▶ **Given data**
<<<<

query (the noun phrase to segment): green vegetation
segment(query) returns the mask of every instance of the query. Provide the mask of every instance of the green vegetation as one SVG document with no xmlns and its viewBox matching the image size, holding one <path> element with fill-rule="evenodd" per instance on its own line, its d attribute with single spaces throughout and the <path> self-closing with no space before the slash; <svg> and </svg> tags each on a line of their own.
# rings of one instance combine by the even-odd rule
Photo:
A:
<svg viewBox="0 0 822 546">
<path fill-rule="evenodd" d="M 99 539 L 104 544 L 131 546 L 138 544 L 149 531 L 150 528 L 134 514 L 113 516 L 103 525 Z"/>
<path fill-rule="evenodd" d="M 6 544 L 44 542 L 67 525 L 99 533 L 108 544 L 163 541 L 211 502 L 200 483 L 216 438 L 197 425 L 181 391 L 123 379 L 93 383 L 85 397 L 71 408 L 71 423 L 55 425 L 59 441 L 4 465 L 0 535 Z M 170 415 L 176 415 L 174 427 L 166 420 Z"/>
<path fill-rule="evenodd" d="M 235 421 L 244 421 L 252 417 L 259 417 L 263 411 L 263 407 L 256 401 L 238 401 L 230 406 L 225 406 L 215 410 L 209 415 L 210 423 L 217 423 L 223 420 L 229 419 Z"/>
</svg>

>>>>

▶ **Job**
Please copy all of the material above, character for character, with nothing changed.

▶ **Written answer**
query (the noun phrase to segment): green vegetation
segment(query) returns the mask of every instance of the query. Provide the mask of every instance of the green vegetation as one SVG document with no xmlns and its viewBox matching the image size, holding one <path> element with fill-rule="evenodd" per instance on its own line, its d attribute with single spaces throughout and the <path> self-closing with no space before the slash; <svg> and </svg> tags each on a line of their own.
# rings of one instance combine by the even-odd rule
Photo:
A:
<svg viewBox="0 0 822 546">
<path fill-rule="evenodd" d="M 99 539 L 104 544 L 131 546 L 138 544 L 149 531 L 150 528 L 134 514 L 113 516 L 103 525 Z"/>
<path fill-rule="evenodd" d="M 6 544 L 44 542 L 67 525 L 99 533 L 108 544 L 163 541 L 211 502 L 200 483 L 216 438 L 197 425 L 181 391 L 123 379 L 93 383 L 85 397 L 71 408 L 71 423 L 55 425 L 59 441 L 4 465 L 0 535 Z M 170 415 L 176 415 L 174 427 L 166 420 Z"/>
<path fill-rule="evenodd" d="M 235 421 L 244 421 L 252 417 L 259 417 L 263 411 L 263 407 L 256 401 L 238 401 L 230 406 L 225 406 L 215 410 L 209 415 L 210 423 L 217 423 L 223 420 L 229 419 Z"/>
</svg>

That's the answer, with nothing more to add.